_What this task involves_. Write out every one of the records below, line for line, with nothing changed.

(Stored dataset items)
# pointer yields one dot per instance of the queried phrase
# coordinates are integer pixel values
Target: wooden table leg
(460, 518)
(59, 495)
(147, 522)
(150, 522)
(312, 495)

_Problem solution_.
# pointer yields one dot per instance of the queried phrase
# coordinates are integer pixel values
Target: wooden table leg
(460, 518)
(59, 495)
(147, 522)
(150, 522)
(312, 495)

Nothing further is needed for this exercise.